## What you need to do
Write out each record a second time, exactly.

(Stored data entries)
──────────────────────────────

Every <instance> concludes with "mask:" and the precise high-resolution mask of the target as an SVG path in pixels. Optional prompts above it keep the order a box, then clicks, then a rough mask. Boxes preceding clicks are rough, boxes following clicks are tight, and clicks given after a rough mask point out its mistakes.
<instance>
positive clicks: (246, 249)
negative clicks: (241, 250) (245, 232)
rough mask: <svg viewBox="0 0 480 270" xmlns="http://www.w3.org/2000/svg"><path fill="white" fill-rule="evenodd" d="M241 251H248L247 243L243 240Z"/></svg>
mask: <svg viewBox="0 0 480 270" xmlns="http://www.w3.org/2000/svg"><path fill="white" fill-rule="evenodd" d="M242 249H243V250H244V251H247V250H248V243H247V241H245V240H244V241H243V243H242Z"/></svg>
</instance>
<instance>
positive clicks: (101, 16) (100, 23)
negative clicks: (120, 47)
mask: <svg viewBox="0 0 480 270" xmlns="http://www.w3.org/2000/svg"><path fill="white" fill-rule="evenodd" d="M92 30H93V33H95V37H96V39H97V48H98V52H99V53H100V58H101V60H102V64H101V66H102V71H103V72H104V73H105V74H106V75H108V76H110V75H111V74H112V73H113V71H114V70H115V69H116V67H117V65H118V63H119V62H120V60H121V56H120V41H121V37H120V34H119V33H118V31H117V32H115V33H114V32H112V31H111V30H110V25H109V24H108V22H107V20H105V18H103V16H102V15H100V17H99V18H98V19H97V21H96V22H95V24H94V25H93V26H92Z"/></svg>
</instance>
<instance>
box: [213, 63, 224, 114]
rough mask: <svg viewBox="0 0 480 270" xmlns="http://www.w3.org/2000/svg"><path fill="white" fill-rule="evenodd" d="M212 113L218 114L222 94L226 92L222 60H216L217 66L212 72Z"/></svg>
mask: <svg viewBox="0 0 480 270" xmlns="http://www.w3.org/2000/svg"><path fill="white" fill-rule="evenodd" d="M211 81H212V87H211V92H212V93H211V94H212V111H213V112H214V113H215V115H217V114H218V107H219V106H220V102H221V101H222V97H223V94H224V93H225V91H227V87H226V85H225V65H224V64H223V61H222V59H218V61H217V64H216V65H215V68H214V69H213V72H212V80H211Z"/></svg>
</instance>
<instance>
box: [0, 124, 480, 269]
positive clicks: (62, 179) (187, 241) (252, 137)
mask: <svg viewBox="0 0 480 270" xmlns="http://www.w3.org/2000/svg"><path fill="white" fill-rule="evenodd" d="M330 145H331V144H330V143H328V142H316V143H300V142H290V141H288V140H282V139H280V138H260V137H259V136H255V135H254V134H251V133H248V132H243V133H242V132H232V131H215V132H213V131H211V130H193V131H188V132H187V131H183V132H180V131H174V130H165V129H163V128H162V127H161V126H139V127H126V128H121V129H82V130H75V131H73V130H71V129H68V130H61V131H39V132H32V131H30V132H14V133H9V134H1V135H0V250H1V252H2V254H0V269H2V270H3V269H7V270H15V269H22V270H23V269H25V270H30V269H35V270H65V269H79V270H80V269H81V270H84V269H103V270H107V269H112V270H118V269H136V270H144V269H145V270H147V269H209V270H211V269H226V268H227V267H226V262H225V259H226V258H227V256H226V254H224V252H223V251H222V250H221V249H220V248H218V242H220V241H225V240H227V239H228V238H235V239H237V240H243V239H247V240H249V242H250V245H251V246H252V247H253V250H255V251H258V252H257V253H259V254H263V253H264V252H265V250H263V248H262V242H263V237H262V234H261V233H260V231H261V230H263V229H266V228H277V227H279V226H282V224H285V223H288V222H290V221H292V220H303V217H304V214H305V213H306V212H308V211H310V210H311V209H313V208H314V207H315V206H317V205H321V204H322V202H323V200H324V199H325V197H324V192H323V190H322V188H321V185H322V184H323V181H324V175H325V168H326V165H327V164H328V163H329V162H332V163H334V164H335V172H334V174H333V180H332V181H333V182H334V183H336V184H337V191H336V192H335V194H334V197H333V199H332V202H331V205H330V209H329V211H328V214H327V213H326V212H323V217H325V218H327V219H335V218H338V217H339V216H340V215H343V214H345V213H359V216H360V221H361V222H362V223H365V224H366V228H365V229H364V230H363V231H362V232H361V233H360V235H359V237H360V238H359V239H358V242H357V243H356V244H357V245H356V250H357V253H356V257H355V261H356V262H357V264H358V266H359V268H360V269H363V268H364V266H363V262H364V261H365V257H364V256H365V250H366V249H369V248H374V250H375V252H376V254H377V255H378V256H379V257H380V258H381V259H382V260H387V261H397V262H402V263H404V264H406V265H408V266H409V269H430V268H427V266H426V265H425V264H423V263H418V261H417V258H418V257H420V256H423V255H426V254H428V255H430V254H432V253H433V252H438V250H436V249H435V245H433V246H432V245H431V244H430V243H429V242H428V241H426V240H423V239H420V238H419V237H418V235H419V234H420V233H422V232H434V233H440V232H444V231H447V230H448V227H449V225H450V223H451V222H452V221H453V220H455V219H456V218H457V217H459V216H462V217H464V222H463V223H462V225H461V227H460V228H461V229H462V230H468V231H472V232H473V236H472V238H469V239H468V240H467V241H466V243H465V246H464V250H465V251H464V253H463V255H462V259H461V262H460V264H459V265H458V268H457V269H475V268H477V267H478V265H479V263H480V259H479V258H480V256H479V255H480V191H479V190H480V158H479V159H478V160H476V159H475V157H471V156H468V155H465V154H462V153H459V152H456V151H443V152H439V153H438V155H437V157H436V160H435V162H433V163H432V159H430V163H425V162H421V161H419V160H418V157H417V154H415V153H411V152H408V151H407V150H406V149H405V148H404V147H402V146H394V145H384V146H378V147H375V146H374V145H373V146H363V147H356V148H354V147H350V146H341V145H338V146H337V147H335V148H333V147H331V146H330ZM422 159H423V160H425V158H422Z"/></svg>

──────────────────────────────

## Solution below
Every <instance> concludes with "mask:" and the precise high-resolution mask of the target as an SVG path in pixels. Optional prompts above it keep the order a box, then clicks, then a rough mask. Boxes preceding clicks are rough, boxes following clicks are tight, and clicks given after a rough mask point out its mistakes.
<instance>
positive clicks: (246, 249)
negative clicks: (241, 250) (245, 232)
rough mask: <svg viewBox="0 0 480 270" xmlns="http://www.w3.org/2000/svg"><path fill="white" fill-rule="evenodd" d="M241 251H248L247 243L243 240Z"/></svg>
mask: <svg viewBox="0 0 480 270" xmlns="http://www.w3.org/2000/svg"><path fill="white" fill-rule="evenodd" d="M242 249H243V250H244V251H247V250H248V243H247V241H245V240H244V241H243V243H242Z"/></svg>
</instance>
<instance>
positive clicks: (101, 16) (100, 23)
negative clicks: (120, 47)
mask: <svg viewBox="0 0 480 270" xmlns="http://www.w3.org/2000/svg"><path fill="white" fill-rule="evenodd" d="M92 30H93V33H95V37H96V39H97V48H98V52H99V53H100V58H101V60H102V64H101V66H102V71H103V72H104V73H105V74H106V75H108V76H110V75H111V74H112V73H113V71H114V70H115V69H116V67H117V65H118V63H119V62H120V60H121V56H120V41H121V37H120V34H119V33H118V31H117V32H115V33H114V32H112V31H111V30H110V25H109V24H108V22H107V20H105V18H103V16H102V15H100V17H99V18H98V19H97V21H96V22H95V24H94V25H93V26H92Z"/></svg>
</instance>
<instance>
box: [213, 63, 224, 114]
rough mask: <svg viewBox="0 0 480 270" xmlns="http://www.w3.org/2000/svg"><path fill="white" fill-rule="evenodd" d="M212 113L218 114L222 94L226 92L222 60H216L217 66L212 72Z"/></svg>
mask: <svg viewBox="0 0 480 270" xmlns="http://www.w3.org/2000/svg"><path fill="white" fill-rule="evenodd" d="M211 81H212V87H211V92H212V93H211V94H212V111H213V112H214V113H215V115H217V114H218V107H219V106H220V102H221V101H222V97H223V94H224V93H225V91H227V87H226V85H225V65H224V64H223V61H222V59H218V61H217V64H216V65H215V68H214V69H213V72H212V80H211Z"/></svg>
</instance>
<instance>
box: [0, 124, 480, 269]
positive clicks: (62, 179) (187, 241) (252, 137)
mask: <svg viewBox="0 0 480 270" xmlns="http://www.w3.org/2000/svg"><path fill="white" fill-rule="evenodd" d="M330 145H331V144H330V143H328V142H316V143H300V142H290V141H288V140H282V139H280V138H260V137H259V136H255V135H254V134H251V133H248V132H243V133H242V132H232V131H215V132H213V131H211V130H193V131H188V132H187V131H183V132H180V131H174V130H165V129H163V128H162V127H161V126H139V127H126V128H121V129H82V130H75V131H73V130H71V129H68V130H61V131H39V132H32V131H30V132H14V133H9V134H1V135H0V250H1V252H2V254H0V269H2V270H3V269H7V270H15V269H22V270H23V269H25V270H30V269H35V270H65V269H79V270H80V269H81V270H84V269H103V270H107V269H112V270H118V269H136V270H144V269H145V270H147V269H209V270H211V269H226V268H227V267H226V262H225V259H226V258H227V256H226V254H224V252H223V251H222V250H221V249H220V248H218V242H220V241H225V240H227V239H228V238H235V239H237V240H243V239H247V240H249V242H250V245H251V246H252V247H253V250H255V251H258V252H257V253H259V254H263V253H264V252H265V250H263V248H262V242H263V237H262V234H261V233H260V231H261V230H263V229H266V228H277V227H279V226H282V224H285V223H288V222H290V221H292V220H303V217H304V214H305V213H306V212H308V211H310V210H311V209H313V208H314V207H315V206H317V205H321V204H322V202H323V200H324V199H325V197H324V192H323V190H322V188H321V185H322V184H323V181H324V175H325V168H326V165H327V164H328V163H329V162H332V163H334V164H335V172H334V174H333V180H332V181H333V182H334V183H336V184H337V191H336V192H335V194H334V197H333V199H332V202H331V205H330V209H329V211H328V214H327V213H326V212H323V217H325V218H327V219H335V218H338V217H339V216H340V215H343V214H345V213H359V216H360V221H361V222H362V223H365V224H366V228H365V229H364V230H363V231H362V232H361V233H360V235H359V237H360V238H359V239H358V242H357V243H356V244H357V245H356V250H357V253H356V257H355V261H356V262H357V264H358V266H359V268H360V269H363V268H364V266H363V262H364V261H365V257H364V256H365V250H366V249H369V248H374V250H375V252H376V254H377V255H378V256H379V257H380V258H381V259H382V260H387V261H397V262H402V263H404V264H406V265H408V266H409V269H430V268H427V266H426V265H425V264H423V263H418V261H417V258H418V257H420V256H423V255H426V254H428V255H430V254H432V253H433V252H438V250H436V249H435V245H433V246H432V245H431V244H430V243H429V242H428V241H426V240H423V239H420V238H419V237H418V235H419V234H420V233H422V232H434V233H440V232H444V231H447V230H448V227H449V225H450V223H451V222H452V221H453V220H455V219H456V218H457V217H459V216H462V217H464V222H463V223H462V225H461V227H460V228H461V229H462V230H468V231H472V232H473V236H472V238H469V239H468V240H467V241H466V243H465V246H464V250H465V251H464V253H463V255H462V259H461V262H460V264H459V265H458V268H457V269H475V268H477V267H478V265H479V263H480V259H479V258H480V256H479V255H480V191H479V190H480V158H479V159H478V160H476V159H475V157H471V156H468V155H465V154H462V153H459V152H456V151H443V152H439V153H438V155H437V157H436V160H435V162H433V163H432V159H430V163H425V162H421V161H419V160H418V157H417V154H415V153H411V152H408V151H407V150H406V149H405V148H404V147H402V146H394V145H384V146H378V147H375V146H374V145H373V146H363V147H356V148H354V147H350V146H341V145H338V146H337V147H335V148H333V147H331V146H330ZM422 159H423V160H425V158H422Z"/></svg>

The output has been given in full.